I just had another idea, but this one depends on how far back the server logs go...
You mentioned previously that the server logs the position of node placements (and removals), but not the orientation/metadata. For now, let's assume a theoretical scenario where the server logs encompass everything back to the beginning of time and everything else works out as expected (obviously not the case):
- Replay the node placement and removal logs against a freshy-generated copy of the map (this will be generated as required to save disk space i.e. a block will only be generated when it is referenced in the log). The resulting map will contain all the correct nodes in the correct positions but with the wrong orientations. Let's call this map A.
- For each block in the backup, attempt to find its position by matching it against map A, by comparing only the node strings and ignoring the node metadata. Let's call this map B.
Now, in an ideal world, map B should be more-or-less 100% accurate (there may be some ambiguities in the case of blocks with identical nodes but different metadata and human verification may be required for these blocks). Any blocks that weren't matched against map A are most likely unmodified and weren't generated in map A and can therefore be discarded.
Because this isn't an ideal world, it obviously won't work out that perfectly.
But by using a closest-match algorithm rather than an exact-match algorithm in the second step, a fairly complete map should be constructed (more accurate/complete than the result from my previous post, with less processing and simpler steps required). Using a closest-match algorithm increases the average time taken to match one block but is possibly still feasible with some optimisations (multi-threading, processing blocks in batches to reduce the number of required database reads, etc.).

→ Location identification entries
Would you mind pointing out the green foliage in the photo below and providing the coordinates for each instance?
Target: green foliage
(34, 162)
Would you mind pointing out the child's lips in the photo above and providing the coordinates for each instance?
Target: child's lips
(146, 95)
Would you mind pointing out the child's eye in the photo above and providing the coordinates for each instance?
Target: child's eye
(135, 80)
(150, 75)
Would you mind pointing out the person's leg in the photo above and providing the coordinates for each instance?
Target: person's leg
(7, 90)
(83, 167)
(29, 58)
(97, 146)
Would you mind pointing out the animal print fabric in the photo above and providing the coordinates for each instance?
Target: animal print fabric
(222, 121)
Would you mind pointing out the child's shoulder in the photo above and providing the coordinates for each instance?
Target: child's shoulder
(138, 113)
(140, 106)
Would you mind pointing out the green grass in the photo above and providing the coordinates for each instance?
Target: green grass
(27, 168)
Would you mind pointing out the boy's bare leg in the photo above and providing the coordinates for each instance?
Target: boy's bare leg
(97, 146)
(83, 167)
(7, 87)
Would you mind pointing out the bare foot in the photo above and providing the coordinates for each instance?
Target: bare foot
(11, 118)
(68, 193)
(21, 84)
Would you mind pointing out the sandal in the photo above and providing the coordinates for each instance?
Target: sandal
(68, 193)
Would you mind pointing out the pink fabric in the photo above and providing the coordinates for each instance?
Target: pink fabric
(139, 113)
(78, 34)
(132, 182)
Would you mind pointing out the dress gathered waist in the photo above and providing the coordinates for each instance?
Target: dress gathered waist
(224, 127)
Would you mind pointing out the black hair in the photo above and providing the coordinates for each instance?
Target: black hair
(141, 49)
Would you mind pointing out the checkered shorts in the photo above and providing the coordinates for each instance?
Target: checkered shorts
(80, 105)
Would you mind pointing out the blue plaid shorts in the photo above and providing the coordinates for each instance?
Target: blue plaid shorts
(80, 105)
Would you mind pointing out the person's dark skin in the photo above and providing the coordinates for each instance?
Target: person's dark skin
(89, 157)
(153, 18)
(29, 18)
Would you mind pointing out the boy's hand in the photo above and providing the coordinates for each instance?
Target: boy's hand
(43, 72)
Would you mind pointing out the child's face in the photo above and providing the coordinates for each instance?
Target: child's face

→ WHAT THIS EXERCISE ASKS
1/ Rewrite the paragraph of the map reconstruction post that begins "But by using a closest-match algorithm" as a short list, keeping its main facts.
2/ Carry on the map reconstruction post after its last sentence.

→ ANSWERS BY TASK
1/
- Use a closest-match algorithm instead of an exact-match algorithm in the second step to build a fairly complete map.
- The result would be more accurate and complete than the one from the earlier post, with less processing and simpler steps.
- Closest matching raises the average time needed to match one block.
- It may still be feasible with optimizations such as multi-threading and processing blocks in batches to reduce database reads.

2/
The downside is, it won't work with blocks that have been heavily-modified and aren't captured in the server logs. It also won't properly match blocks that have been heavily modified with falling nodes (sand and gravel falling is not logged), buckets (empty bucket use is logged, lava and water bucket placement is not, and lava cooling is not), TNT (TNT placement and explosion is logged, but not the exact nodes which were affected), saplings (sapling placement and growth is logged, but not the exact nodes which were affected), and countless other things that I don't feel like trying to guess right now (I could probably create an exhaustive list if I had to).
But maybe this could be considered as a technique to use alongside whatever other techniques can be found. I'd happily try this myself if I had the disk space and especially the internet (I could probably gather up the disk space but our internet is limited to 10 G/month). I could run it on one of ExeterDad's computers/servers but that would require him trusting me to not screw him over...